OBJETIVO |
Transforme em lista o parágrafo do excerto iniciado por “A junção desses dois incidentes”, conservando seus fatos principais.

EXCERTO |
..........

Tenho, desde já, uma testemunha nos céus, e um defensor nas alturas; intérprete de meus pensamentos
junto a Deus, diante do qual correm as minhas lágrimas.
Livro de Jó 16:20-21
Ao percorrer o material do arquivo do IMS, deparei-me com uma crônica de Nelson Rodrigues no Jornal do Brasil de 13 de junho de 1979, contendo carta sua dirigida ao então presidente da República, general João Batista de Figueiredo, em que ele pede a libertação de Nelson Rodrigues Filho, preso desde março de 1972, sob acusação de pertencer ao movimento de guerrilha urbana MR-8. Lembrei-me então, por uma dessas associações previsíveis, de correspondência similar em que Carlos Lacerda, então governador do estado da Guanabara, quinze anos antes, reivindica informalmente ao juiz-auditor José Tinoco Barreto a revogação da prisão preventiva de Astrogildo Pereira, jornalista, escritor, comunista e um dos fundadores do Partido Comunista do Brasil.
A junção desses dois incidentes cutucou-me a memória de maneira singular: durante parte expressiva de vida política de minha geração (a que atingiu a maioridade na segunda metade da década de 1960) cartas como essa não eram incomuns: às vezes assumiam forma reservada, como a de Lacerda, algumas eram divulgadas pelos autores como a de Nelson Rodrigues, uma maneira de divulgar a causa. Outras teriam várias assinaturas.

..........

DADOS FORNECIDOS |
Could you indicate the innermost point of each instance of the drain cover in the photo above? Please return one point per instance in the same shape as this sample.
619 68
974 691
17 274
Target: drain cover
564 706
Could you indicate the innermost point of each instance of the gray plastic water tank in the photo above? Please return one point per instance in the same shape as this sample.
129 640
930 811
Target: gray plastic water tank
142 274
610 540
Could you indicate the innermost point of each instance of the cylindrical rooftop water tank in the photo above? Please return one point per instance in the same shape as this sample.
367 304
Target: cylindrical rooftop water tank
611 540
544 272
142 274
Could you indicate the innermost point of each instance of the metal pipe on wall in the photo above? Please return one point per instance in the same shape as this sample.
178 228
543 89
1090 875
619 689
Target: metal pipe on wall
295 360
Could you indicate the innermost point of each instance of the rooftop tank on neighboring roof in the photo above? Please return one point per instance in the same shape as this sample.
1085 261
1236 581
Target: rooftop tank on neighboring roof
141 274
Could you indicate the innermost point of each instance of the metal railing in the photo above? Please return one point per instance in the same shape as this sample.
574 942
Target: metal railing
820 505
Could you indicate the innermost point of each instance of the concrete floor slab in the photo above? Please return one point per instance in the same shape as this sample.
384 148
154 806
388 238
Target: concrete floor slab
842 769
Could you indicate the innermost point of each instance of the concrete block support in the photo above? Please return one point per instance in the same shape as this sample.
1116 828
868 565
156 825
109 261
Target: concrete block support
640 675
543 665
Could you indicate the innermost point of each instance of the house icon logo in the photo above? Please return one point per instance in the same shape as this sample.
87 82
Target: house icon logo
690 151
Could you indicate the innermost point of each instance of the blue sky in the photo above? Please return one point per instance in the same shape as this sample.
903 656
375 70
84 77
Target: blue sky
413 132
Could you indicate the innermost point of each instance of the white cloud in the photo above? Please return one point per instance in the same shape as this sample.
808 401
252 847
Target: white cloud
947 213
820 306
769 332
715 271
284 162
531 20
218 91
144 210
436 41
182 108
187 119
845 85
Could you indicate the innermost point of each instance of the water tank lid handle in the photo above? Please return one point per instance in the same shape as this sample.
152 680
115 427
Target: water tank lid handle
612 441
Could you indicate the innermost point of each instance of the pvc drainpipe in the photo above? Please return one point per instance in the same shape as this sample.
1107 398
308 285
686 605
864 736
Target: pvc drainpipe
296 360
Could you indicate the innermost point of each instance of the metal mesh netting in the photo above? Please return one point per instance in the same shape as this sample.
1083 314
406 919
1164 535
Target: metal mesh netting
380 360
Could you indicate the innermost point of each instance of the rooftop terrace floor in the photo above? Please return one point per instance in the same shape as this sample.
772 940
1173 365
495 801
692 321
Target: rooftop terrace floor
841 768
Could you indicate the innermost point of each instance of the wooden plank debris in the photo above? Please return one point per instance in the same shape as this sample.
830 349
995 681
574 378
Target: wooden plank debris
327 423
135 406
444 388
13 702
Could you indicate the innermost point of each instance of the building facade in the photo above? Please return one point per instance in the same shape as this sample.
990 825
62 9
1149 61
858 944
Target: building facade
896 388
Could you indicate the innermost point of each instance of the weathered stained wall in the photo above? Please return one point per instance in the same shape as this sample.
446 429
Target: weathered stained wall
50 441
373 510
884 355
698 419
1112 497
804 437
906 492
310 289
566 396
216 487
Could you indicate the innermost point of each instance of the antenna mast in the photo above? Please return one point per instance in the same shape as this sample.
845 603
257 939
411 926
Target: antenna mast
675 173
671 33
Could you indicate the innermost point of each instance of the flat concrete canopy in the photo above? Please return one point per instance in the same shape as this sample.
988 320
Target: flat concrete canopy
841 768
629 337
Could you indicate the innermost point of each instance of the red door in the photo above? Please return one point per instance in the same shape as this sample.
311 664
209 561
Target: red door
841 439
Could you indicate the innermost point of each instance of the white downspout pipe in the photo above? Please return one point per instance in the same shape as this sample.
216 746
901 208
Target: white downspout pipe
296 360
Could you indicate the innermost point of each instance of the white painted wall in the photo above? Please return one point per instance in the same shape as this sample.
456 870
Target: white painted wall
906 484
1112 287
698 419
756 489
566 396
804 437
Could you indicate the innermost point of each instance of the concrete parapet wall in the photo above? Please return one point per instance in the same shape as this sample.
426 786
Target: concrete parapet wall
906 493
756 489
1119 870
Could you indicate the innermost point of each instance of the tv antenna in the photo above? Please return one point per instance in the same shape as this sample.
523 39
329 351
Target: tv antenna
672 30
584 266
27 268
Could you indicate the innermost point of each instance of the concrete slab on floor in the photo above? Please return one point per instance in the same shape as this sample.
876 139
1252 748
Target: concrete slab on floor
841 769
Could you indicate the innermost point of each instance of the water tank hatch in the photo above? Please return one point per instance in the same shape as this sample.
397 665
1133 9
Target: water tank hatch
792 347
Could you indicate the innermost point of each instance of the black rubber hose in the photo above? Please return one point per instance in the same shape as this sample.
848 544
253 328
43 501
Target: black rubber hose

..........

RESPOSTA |
- A junção dos dois incidentes despertou de modo singular a memória de quem escreve.
- Em parte expressiva da vida política dessa geração, que atingiu a maioridade na segunda metade da década de 1960, cartas desse tipo não eram incomuns.
- Algumas tinham caráter reservado, como a de Lacerda.
- Outras eram divulgadas pelos próprios autores, como a de Nelson Rodrigues, para dar publicidade à causa.
- Havia ainda cartas com várias assinaturas.